-- The exercise --
Copy the lines below word for word, starting at the line that contains "Pass-network tagging: label the wooden" and ending at the line that contains "[(786, 383)]", both included.

-- Records for the task --

◆ ◆ ◆

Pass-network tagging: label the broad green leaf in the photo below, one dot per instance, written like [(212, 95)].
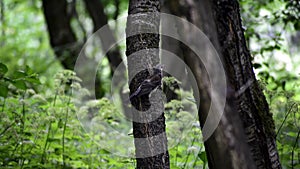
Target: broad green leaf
[(19, 74), (20, 84), (202, 156), (3, 69)]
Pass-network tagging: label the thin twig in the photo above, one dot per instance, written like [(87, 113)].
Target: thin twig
[(295, 144)]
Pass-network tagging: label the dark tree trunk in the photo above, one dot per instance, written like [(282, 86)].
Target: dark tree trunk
[(62, 37), (96, 11), (231, 145), (148, 127)]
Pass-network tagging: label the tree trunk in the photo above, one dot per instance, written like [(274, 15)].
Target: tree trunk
[(143, 54), (231, 145)]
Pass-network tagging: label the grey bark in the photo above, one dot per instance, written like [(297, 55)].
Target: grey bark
[(142, 55)]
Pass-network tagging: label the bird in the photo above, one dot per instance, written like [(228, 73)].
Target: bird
[(149, 84)]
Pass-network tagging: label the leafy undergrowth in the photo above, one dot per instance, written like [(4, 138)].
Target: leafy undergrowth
[(42, 130)]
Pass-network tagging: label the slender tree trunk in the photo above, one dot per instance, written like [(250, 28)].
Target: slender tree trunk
[(245, 135), (143, 54), (62, 37)]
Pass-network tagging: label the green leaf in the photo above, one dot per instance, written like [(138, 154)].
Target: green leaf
[(33, 80), (3, 89), (19, 74), (20, 84), (202, 156), (256, 65)]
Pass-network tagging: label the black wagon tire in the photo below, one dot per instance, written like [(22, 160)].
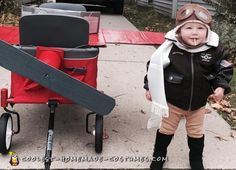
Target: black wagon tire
[(6, 132), (99, 133)]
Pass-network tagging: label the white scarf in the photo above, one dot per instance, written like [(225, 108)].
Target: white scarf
[(160, 60)]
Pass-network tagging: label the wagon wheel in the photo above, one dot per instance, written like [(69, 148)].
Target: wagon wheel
[(6, 132), (99, 133)]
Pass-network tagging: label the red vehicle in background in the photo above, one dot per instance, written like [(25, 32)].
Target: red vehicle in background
[(116, 5)]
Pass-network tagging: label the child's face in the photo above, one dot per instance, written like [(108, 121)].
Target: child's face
[(193, 33)]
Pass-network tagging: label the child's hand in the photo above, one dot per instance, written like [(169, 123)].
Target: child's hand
[(148, 95), (218, 94)]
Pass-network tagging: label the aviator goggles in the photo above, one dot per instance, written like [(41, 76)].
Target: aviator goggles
[(188, 10)]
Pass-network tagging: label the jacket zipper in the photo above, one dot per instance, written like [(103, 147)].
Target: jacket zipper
[(192, 81)]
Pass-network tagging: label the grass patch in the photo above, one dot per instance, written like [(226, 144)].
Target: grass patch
[(147, 19)]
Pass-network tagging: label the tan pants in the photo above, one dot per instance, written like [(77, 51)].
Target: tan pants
[(194, 121)]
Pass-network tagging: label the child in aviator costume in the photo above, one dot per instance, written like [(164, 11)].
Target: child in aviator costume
[(188, 67)]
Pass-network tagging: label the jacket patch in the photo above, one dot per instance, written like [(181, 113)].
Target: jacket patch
[(206, 57), (177, 53)]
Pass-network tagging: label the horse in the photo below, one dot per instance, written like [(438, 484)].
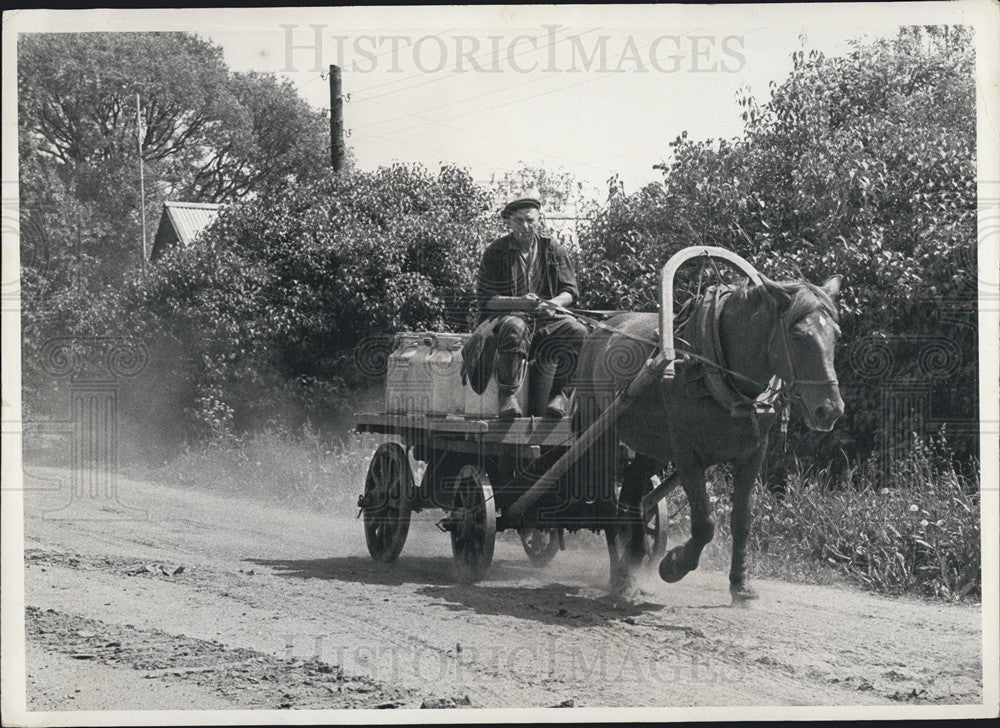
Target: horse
[(786, 329)]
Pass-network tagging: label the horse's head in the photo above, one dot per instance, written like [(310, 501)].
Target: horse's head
[(801, 347)]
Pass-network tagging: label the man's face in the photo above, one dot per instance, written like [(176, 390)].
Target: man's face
[(523, 224)]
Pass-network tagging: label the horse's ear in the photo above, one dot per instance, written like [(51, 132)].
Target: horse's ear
[(774, 291), (831, 286)]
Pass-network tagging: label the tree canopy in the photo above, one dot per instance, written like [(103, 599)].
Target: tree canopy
[(862, 165)]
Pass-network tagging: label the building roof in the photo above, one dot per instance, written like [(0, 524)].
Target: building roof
[(190, 218), (181, 222)]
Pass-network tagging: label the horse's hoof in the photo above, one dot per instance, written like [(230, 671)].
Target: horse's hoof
[(625, 598), (669, 571), (742, 594)]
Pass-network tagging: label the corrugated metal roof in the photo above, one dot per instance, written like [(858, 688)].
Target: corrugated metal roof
[(190, 218)]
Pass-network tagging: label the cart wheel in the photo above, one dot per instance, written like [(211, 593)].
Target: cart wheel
[(388, 487), (475, 523), (541, 544), (654, 535)]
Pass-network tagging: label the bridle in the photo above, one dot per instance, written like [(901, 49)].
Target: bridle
[(791, 381)]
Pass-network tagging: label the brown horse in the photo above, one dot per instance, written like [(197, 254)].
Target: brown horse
[(787, 329)]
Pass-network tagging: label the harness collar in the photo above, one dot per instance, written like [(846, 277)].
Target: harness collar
[(706, 320)]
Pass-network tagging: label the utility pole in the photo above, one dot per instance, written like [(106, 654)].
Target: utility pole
[(142, 179), (336, 120)]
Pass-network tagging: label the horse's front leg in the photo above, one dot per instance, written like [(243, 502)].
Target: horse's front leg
[(744, 477), (630, 530), (682, 559)]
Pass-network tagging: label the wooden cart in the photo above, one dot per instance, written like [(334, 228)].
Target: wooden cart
[(489, 475)]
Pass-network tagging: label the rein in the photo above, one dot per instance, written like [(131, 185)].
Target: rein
[(786, 383)]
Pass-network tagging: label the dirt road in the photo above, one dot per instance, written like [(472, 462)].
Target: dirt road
[(206, 602)]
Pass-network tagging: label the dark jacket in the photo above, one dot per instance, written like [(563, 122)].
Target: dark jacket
[(496, 278), (497, 273)]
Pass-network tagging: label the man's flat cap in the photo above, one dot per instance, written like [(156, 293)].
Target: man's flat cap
[(521, 203)]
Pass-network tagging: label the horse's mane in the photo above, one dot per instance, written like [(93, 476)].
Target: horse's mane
[(806, 298)]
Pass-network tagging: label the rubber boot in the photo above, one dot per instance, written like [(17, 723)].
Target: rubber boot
[(509, 406)]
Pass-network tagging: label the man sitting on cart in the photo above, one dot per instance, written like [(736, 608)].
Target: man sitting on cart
[(519, 275)]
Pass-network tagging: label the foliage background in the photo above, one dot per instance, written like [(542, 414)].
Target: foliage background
[(862, 165)]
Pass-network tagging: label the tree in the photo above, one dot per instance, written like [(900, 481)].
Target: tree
[(206, 134), (293, 299), (862, 165)]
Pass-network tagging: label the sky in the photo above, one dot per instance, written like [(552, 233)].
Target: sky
[(594, 91), (594, 94)]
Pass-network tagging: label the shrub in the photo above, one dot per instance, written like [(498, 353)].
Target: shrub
[(862, 165), (289, 303)]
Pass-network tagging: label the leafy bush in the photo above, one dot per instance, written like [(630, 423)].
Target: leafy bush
[(862, 165), (288, 303)]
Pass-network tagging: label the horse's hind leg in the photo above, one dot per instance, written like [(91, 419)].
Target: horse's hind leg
[(744, 477), (682, 559), (635, 479)]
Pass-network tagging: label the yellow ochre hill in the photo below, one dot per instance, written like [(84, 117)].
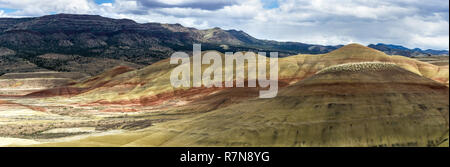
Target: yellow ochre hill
[(355, 104), (153, 81)]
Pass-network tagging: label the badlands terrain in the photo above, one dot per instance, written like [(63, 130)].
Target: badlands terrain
[(351, 96)]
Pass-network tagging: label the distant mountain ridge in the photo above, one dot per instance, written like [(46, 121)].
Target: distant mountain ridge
[(403, 51), (92, 43)]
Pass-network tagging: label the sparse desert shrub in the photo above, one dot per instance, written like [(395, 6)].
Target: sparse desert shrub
[(359, 67)]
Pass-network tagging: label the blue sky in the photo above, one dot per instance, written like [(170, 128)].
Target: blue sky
[(411, 23)]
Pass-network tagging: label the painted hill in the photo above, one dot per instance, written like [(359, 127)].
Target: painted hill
[(147, 85), (356, 104)]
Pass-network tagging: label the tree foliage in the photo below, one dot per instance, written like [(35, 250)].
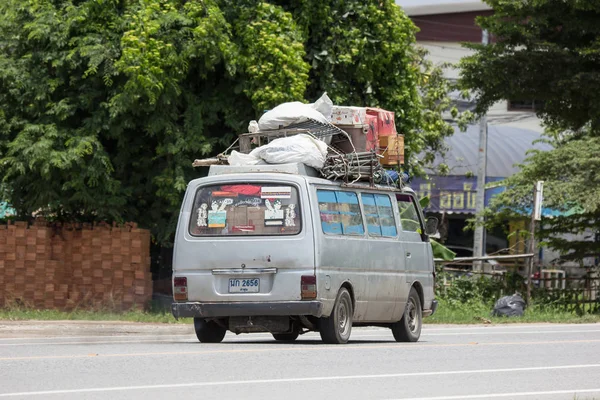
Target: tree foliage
[(105, 103), (548, 51)]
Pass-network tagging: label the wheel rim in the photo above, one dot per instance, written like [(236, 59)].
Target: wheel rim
[(413, 317), (343, 318)]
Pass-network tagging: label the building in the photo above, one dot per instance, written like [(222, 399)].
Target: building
[(443, 26), (512, 124)]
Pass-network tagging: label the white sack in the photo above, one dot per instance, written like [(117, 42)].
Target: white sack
[(237, 159), (293, 149), (295, 112), (324, 105)]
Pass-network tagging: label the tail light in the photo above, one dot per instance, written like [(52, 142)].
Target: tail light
[(308, 287), (180, 288)]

◆ ◆ ◆

-- Written response --
Pass-network tagging: label the wooden cart in the photo above, one dot per instance, written like [(334, 228)].
Target: wooden cart
[(489, 475)]
Pass-network tagging: label the rein in the photo above, one dot per instance, written like [(131, 185)].
Target: rein
[(786, 383)]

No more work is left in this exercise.